Krótkie zadanie: Zbierz wszystkie wiersze z poniższych danych, które zawierają słowo „black”.

▼

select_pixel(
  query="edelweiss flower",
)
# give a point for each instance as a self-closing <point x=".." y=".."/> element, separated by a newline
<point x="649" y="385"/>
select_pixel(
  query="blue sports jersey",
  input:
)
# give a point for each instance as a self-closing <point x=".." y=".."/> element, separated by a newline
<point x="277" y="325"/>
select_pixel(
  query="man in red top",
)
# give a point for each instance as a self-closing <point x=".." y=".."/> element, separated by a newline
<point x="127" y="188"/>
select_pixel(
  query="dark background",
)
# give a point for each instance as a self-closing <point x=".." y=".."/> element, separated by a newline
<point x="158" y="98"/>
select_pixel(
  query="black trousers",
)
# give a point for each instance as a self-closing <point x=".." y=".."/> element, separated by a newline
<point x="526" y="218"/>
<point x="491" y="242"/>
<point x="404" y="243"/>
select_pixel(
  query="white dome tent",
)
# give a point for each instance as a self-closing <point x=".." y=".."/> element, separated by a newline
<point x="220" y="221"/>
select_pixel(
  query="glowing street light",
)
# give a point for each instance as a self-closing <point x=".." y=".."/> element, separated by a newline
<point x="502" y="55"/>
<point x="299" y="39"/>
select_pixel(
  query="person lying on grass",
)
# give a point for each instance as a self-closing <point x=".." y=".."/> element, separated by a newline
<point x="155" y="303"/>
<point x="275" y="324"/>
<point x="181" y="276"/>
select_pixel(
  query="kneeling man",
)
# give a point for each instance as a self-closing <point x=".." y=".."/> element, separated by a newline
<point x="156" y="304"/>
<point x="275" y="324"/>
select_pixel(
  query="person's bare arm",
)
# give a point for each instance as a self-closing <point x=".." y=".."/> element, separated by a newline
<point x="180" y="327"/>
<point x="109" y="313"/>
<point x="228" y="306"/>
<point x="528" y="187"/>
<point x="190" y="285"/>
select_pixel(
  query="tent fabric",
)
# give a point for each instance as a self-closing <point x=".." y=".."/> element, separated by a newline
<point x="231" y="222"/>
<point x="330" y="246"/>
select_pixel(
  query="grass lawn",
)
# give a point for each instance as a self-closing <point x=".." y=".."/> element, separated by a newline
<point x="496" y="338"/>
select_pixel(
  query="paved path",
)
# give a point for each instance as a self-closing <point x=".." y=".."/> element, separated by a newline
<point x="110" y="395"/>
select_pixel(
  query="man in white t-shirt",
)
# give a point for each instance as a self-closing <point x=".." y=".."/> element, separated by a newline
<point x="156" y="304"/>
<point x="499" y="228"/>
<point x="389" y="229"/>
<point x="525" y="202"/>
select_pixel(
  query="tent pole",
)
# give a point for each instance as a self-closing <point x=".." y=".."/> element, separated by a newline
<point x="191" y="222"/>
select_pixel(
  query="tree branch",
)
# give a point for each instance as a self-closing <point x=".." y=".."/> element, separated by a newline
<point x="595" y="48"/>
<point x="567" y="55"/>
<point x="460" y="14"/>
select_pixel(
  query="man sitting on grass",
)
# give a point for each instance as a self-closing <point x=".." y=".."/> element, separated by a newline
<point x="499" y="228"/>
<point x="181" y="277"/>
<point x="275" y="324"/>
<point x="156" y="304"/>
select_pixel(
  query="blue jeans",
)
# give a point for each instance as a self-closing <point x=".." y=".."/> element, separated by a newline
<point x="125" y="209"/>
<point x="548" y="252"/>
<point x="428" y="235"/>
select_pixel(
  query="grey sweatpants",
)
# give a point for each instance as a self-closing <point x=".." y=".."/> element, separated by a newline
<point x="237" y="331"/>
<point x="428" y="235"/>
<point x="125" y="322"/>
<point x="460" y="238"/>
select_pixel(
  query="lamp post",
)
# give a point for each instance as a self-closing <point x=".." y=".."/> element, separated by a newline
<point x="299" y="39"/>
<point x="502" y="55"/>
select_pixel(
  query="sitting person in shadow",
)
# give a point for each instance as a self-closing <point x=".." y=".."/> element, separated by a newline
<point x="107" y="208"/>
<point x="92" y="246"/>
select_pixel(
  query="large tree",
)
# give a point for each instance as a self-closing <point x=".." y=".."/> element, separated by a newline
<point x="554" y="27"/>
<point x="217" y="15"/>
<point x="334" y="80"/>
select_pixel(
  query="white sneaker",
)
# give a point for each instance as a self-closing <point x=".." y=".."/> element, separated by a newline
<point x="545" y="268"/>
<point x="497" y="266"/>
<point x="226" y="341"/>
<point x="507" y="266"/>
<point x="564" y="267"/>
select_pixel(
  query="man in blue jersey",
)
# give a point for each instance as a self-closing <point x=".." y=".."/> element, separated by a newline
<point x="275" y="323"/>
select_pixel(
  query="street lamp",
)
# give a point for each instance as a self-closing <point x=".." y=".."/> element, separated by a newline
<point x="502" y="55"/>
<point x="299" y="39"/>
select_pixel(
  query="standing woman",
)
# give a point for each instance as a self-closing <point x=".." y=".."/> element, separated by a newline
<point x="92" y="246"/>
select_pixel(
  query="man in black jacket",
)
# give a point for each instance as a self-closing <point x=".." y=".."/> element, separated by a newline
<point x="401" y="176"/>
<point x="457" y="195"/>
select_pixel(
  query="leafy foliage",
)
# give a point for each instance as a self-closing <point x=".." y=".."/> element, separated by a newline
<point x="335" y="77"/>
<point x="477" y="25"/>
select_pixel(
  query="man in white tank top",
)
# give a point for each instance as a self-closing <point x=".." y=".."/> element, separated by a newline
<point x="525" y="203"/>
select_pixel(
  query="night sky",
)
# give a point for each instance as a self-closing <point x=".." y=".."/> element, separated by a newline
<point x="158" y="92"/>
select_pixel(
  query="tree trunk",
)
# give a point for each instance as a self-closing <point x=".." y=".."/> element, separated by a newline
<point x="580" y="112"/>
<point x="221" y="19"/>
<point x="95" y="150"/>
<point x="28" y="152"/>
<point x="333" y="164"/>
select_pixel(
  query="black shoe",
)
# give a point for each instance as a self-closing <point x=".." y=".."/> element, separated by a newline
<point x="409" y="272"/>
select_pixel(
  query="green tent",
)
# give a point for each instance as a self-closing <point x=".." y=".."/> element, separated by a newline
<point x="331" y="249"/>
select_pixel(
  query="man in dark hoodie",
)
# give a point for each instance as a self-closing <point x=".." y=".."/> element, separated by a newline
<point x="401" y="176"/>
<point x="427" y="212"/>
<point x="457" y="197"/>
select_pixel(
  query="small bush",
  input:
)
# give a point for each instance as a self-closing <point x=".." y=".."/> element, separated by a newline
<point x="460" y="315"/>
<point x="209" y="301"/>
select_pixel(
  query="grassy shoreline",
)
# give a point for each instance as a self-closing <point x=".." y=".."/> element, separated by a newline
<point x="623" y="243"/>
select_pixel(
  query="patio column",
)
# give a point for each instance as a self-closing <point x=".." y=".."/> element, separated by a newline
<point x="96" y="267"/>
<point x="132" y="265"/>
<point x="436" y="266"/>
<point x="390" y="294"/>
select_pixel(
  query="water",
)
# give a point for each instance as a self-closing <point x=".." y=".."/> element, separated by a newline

▲

Wynik poniżej:
  query="black trousers",
  query="man in black jacket",
  query="black shoe",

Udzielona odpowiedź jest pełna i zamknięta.